(Available data Opens)
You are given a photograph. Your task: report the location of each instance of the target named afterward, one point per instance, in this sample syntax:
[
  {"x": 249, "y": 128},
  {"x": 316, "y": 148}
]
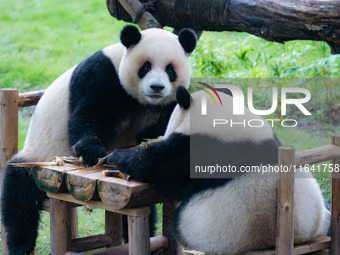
(Available data Closes)
▸ What the task asks:
The output is the records exactly as they read, with no pictures in it.

▸ Your solution:
You are given a photograph. Your task: report the location of each instance of the target named afterward, one point per instance, in this sample syntax:
[
  {"x": 249, "y": 128},
  {"x": 316, "y": 148}
]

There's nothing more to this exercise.